"""
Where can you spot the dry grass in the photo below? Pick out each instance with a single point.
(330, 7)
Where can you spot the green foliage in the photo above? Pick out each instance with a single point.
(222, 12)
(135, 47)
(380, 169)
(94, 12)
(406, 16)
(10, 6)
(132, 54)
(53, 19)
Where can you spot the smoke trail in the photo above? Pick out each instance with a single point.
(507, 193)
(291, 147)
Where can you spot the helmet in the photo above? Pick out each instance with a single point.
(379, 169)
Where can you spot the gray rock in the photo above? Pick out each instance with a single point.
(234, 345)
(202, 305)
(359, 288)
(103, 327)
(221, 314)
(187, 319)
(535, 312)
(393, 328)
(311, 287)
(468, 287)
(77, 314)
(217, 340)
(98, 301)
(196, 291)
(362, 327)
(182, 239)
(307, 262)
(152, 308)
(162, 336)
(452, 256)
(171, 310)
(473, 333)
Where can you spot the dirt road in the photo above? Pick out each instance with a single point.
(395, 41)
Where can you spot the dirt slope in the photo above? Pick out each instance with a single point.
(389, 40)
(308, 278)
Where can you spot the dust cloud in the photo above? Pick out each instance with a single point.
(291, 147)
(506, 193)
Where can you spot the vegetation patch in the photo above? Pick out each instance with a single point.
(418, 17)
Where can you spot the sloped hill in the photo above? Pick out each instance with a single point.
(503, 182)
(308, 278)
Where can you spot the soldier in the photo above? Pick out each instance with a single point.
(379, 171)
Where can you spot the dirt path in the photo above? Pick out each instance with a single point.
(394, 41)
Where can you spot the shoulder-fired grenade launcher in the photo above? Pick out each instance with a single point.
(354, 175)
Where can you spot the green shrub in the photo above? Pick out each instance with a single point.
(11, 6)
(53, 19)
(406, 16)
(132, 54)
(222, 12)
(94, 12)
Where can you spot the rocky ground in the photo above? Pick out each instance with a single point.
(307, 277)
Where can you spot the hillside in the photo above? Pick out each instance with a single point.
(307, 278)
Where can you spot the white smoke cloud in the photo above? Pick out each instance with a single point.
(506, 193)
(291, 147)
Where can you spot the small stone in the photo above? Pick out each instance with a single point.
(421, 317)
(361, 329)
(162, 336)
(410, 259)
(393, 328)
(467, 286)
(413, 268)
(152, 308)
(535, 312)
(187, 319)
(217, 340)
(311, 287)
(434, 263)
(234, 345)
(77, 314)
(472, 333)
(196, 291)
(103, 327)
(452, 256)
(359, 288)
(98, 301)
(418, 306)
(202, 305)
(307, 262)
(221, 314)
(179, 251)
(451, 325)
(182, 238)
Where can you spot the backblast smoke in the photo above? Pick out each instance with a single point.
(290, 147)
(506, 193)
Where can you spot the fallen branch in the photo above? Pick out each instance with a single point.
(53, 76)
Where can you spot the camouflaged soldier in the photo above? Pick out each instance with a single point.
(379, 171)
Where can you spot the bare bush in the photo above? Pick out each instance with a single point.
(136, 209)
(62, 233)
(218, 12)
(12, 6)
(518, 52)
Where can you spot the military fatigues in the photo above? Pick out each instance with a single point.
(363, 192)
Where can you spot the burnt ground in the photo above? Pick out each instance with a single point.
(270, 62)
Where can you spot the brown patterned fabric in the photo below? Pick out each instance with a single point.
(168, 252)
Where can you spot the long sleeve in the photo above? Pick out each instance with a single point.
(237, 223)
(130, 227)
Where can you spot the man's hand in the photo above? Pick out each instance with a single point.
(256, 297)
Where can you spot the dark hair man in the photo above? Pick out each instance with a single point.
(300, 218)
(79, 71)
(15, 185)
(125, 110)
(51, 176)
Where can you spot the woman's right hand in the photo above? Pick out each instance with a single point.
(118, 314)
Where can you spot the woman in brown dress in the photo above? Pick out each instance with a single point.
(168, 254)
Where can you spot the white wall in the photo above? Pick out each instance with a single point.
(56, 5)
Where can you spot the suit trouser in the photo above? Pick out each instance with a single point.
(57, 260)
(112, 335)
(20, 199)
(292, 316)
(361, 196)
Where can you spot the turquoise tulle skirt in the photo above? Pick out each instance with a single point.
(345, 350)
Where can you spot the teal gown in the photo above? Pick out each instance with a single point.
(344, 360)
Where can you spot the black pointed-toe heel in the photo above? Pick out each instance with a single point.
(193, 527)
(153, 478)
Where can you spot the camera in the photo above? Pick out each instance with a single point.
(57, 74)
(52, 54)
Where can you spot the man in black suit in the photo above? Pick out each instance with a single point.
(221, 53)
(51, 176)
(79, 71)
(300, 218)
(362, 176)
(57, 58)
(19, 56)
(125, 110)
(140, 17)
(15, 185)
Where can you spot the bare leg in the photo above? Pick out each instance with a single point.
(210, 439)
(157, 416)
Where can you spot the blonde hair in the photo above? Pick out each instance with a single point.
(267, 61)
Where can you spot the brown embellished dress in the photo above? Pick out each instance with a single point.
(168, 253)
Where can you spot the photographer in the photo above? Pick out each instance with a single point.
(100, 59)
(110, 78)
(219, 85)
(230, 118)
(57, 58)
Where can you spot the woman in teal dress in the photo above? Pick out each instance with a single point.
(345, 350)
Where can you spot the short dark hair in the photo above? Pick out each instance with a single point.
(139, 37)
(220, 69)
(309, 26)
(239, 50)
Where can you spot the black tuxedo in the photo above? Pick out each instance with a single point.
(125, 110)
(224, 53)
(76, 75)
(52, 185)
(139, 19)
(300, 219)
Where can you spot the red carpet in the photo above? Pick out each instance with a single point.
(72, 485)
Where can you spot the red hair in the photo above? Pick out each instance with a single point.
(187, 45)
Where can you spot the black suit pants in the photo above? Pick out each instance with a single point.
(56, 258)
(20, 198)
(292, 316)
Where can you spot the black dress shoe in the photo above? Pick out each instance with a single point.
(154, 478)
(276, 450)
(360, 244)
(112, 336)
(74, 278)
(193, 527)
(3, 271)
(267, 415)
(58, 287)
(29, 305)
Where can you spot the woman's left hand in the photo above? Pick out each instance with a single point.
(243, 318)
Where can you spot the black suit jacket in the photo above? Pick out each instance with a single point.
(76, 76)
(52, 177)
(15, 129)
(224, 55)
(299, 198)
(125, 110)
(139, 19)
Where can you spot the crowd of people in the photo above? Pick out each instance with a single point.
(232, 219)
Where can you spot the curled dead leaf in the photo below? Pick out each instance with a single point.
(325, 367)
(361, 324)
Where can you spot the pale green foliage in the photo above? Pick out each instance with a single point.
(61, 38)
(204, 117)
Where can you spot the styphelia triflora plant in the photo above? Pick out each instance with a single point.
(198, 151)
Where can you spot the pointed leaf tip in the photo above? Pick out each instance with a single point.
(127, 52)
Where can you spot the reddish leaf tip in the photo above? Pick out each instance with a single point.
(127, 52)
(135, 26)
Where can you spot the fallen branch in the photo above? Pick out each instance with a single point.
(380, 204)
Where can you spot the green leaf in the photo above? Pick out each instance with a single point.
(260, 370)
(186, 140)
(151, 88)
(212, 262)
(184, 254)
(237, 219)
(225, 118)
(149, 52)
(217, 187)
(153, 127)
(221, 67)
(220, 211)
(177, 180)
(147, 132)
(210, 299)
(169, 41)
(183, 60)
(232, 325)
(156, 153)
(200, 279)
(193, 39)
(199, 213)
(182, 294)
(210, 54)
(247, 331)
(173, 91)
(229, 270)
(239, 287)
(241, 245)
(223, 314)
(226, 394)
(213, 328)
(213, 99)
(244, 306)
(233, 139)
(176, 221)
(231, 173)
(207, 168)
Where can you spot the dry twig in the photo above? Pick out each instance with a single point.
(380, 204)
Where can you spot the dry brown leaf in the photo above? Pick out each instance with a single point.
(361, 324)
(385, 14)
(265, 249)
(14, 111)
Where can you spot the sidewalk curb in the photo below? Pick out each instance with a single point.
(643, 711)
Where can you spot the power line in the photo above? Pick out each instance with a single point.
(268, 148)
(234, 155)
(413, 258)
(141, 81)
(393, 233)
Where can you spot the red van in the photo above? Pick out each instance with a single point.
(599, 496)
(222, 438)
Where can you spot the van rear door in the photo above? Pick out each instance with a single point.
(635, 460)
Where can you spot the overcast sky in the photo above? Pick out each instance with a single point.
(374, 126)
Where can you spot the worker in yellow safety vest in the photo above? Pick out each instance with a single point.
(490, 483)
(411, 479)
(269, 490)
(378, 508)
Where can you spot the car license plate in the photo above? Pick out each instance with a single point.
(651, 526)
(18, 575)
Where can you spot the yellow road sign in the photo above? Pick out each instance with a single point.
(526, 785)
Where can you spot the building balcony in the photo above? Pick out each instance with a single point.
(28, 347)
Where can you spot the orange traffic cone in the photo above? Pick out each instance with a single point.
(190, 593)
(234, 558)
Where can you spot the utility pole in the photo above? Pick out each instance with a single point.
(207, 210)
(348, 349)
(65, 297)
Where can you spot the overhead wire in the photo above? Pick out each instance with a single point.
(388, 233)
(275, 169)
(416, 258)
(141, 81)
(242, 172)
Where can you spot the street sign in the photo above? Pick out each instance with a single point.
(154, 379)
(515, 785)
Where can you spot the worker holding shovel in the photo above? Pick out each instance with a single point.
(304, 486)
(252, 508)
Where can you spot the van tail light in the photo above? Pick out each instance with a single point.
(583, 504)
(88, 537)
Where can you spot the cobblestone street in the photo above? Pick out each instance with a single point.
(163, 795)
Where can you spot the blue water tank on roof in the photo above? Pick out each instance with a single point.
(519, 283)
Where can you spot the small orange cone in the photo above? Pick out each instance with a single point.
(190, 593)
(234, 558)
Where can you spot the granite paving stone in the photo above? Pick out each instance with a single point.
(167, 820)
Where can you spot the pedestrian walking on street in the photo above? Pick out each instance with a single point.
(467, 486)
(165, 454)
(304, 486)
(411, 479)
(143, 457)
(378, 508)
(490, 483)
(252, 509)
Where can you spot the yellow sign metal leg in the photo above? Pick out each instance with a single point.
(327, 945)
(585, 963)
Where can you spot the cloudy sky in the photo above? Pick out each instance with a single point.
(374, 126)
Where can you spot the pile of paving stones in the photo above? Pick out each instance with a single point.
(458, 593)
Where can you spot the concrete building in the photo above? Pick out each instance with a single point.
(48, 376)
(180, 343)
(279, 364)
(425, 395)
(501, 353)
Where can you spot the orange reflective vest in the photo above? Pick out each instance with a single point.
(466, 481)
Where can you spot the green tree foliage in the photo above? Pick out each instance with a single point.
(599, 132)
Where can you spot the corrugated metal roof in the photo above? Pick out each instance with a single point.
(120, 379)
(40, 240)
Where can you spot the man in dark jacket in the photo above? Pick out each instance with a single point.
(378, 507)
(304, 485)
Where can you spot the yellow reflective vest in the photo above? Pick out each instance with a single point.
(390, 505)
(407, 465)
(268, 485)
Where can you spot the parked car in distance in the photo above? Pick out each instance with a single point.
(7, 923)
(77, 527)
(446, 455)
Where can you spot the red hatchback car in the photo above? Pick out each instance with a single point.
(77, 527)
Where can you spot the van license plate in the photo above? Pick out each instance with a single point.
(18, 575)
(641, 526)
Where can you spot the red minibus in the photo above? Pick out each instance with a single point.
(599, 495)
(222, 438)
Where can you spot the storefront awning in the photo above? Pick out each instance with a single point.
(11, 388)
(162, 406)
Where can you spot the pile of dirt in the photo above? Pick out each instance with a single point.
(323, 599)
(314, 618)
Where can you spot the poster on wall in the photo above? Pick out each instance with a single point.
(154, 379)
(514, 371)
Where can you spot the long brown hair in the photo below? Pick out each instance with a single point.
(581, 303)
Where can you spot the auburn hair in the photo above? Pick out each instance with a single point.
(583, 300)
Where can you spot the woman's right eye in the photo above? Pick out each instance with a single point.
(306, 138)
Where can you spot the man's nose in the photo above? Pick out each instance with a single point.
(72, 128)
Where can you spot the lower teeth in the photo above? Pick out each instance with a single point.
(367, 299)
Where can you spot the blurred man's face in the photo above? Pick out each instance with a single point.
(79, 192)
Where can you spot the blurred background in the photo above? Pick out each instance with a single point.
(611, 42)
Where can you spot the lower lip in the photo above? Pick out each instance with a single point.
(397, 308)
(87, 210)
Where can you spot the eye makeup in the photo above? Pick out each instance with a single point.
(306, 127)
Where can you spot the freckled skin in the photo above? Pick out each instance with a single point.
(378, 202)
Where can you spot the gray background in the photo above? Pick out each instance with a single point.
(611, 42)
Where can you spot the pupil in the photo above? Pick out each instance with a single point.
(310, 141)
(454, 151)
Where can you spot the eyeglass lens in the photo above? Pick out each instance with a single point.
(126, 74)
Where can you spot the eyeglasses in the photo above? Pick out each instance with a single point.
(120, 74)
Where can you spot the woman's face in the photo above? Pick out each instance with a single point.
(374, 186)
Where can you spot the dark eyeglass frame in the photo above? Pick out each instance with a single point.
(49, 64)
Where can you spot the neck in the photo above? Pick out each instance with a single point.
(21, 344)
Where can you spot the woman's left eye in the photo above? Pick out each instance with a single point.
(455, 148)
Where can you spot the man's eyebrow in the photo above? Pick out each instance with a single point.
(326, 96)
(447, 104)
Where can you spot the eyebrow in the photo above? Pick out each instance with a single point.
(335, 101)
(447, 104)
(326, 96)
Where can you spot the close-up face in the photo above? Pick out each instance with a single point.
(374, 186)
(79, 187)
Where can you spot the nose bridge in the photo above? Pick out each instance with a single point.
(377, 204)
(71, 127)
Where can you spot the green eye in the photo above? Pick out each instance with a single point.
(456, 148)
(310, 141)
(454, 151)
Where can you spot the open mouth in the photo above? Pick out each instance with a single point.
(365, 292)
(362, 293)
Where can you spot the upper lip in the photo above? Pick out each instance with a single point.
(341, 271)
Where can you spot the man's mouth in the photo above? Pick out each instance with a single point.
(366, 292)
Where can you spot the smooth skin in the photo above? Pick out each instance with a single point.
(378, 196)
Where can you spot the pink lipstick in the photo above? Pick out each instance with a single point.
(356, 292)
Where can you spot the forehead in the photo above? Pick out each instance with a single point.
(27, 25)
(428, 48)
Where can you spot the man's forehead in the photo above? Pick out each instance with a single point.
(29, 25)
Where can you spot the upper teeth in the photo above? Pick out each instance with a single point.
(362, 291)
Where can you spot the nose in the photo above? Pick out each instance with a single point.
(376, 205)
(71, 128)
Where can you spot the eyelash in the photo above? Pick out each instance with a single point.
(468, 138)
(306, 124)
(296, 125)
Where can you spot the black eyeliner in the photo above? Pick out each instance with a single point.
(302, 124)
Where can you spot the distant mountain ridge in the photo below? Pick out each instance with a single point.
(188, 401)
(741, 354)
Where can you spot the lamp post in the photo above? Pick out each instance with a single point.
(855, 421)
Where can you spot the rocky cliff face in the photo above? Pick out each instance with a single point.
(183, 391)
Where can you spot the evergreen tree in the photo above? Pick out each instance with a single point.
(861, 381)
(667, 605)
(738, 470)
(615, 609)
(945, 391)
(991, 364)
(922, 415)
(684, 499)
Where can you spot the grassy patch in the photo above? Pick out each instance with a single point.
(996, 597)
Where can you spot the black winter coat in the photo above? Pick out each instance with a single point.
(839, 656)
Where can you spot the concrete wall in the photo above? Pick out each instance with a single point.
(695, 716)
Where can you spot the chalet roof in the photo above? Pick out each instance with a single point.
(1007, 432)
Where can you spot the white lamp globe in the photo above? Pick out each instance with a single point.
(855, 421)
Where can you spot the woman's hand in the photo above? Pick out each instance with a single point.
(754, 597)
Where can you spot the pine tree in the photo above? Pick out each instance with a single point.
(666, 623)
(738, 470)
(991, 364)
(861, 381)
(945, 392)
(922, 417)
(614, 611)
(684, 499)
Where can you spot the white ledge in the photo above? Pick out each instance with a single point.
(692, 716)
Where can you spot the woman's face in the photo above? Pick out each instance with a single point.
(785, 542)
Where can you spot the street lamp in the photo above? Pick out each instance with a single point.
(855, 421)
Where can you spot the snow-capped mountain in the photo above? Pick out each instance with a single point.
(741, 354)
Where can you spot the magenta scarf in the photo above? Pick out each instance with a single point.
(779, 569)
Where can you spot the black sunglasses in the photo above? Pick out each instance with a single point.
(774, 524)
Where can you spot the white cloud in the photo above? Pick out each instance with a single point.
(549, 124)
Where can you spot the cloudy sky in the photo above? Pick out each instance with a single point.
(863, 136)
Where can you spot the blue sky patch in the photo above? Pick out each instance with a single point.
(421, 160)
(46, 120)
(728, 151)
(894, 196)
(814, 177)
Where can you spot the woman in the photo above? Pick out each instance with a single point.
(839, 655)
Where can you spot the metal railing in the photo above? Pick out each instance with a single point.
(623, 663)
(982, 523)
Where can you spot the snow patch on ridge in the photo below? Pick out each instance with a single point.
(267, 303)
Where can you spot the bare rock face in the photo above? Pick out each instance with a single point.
"""
**EXERCISE DIRECTIONS**. Using the entries above, restate word for word every line from the one that contains "Where can you spot the metal" through the last.

**OUTPUT FOR THIS EXERCISE**.
Where can you spot the metal railing in the photo above? Pick out each instance with a single point.
(623, 663)
(982, 523)
Where can you spot the snow patch on ridge in the photo below? Pick out each instance with a single point.
(267, 303)
Where can you spot the bare rock face in the photo above? Pick out each instance with a single point.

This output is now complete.